■ **Short problem**
Exactly as written, print each record in the listing.

(Point annotation dataset records)
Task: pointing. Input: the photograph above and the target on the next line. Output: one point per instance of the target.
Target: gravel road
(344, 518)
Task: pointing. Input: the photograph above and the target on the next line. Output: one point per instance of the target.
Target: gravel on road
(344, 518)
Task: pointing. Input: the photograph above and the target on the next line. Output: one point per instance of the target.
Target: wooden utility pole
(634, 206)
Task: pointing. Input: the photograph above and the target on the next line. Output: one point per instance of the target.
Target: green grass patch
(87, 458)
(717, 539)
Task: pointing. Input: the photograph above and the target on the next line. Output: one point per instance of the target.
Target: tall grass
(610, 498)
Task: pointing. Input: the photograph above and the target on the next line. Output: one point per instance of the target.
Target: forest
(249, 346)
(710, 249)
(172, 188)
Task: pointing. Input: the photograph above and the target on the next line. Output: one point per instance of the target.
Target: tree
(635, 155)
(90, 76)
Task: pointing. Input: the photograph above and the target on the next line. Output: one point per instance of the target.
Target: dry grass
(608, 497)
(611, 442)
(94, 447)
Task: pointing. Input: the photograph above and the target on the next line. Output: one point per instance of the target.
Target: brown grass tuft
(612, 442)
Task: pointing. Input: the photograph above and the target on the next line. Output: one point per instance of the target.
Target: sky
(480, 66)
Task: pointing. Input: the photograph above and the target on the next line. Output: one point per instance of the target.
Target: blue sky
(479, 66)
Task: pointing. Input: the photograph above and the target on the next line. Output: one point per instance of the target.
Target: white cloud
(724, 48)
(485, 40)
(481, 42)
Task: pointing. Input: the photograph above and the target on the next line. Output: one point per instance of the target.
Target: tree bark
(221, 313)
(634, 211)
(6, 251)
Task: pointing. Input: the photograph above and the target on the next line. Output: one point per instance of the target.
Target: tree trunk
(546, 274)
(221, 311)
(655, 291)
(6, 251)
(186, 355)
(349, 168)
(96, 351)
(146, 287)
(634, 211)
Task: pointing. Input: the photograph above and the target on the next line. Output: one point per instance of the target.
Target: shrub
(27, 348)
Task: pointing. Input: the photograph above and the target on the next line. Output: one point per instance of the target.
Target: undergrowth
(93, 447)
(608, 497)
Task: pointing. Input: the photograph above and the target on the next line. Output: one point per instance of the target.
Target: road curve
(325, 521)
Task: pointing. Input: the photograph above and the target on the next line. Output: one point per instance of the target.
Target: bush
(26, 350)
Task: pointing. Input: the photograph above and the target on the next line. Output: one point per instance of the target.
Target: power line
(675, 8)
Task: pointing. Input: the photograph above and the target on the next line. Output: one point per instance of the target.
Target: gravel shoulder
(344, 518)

■ **Finished exercise**
Task: pointing. Input: the photograph above and the target on the next line. Output: one point per instance of the target.
Target: gravel road
(344, 518)
Task: pointing. Input: the photograph above and the target on the next line. Output: one point per instance of the target.
Target: gravel on road
(344, 518)
Task: pointing. Input: the photograph above and the target on the next line. Output: one point per instance of the target.
Target: wooden utility pole
(634, 206)
Task: pointing. Input: the photograph above and the target on the next line. Output: one point per instance of the target.
Target: green grass patch
(87, 458)
(717, 539)
Task: pointing. Input: the photograph above and the target on the next line. Output: one point per instance of the target.
Target: tall grass
(610, 498)
Task: pointing. Input: the photograph above and the target on the next line. Output: one point per instance of the target.
Target: forest
(249, 346)
(710, 249)
(172, 188)
Task: pointing. Input: the photograph above and the target on the next line. Output: one point per instance of the target.
Target: tree
(635, 155)
(90, 76)
Task: pointing. Input: the photograph above and the target on the next line. Output: one point per instance of the target.
Target: dry grass
(608, 497)
(611, 442)
(94, 447)
Task: pointing. Input: the photograph above and the target on the next line. Output: one point per instance of the target.
Target: brown grass tuft
(612, 442)
Task: pointing. Input: the photograph above and the target on the next line. Output: one point per instance of the target.
Target: sky
(480, 66)
Task: pointing. Input: the photograph above and the target on the next line. Output: one point per instance of the target.
Target: blue sky
(479, 66)
Task: pointing. Input: the photograph above and the target on the next line. Output: one point per instance of the target.
Target: white cloud
(724, 48)
(485, 40)
(481, 42)
Task: pointing. Input: the photograph above and the target on the next line. Output: one point per instance of the target.
Target: tree bark
(221, 313)
(634, 211)
(6, 251)
Task: pointing. Input: the photograph above and the target on the next line. Output: one point per instance of the target.
Target: tree trunk
(546, 274)
(221, 311)
(655, 291)
(6, 251)
(186, 355)
(349, 168)
(96, 351)
(146, 287)
(634, 211)
Task: pointing. Input: the photograph above and the target on the next line. Output: one point per instance of the target.
Target: shrub
(27, 348)
Task: pointing. Input: the photograph above and the target on the next line. Output: one point per instance of the target.
Target: undergrowth
(93, 447)
(608, 497)
Task: pointing. Input: the photograph above and the target on the next line. Output: one point per instance of the target.
Target: road curve
(325, 521)
Task: pointing. Input: the photograph above and the target on the next line. Output: one point per instance of the target.
Target: bush
(26, 350)
Task: pointing. Input: the photograph above and the target on the next line. Output: one point per instance of the target.
Target: power line
(675, 8)
Task: pointing. Input: the photograph above and the target on the next line. Output: one point per instance of the target.
Target: gravel shoulder
(344, 518)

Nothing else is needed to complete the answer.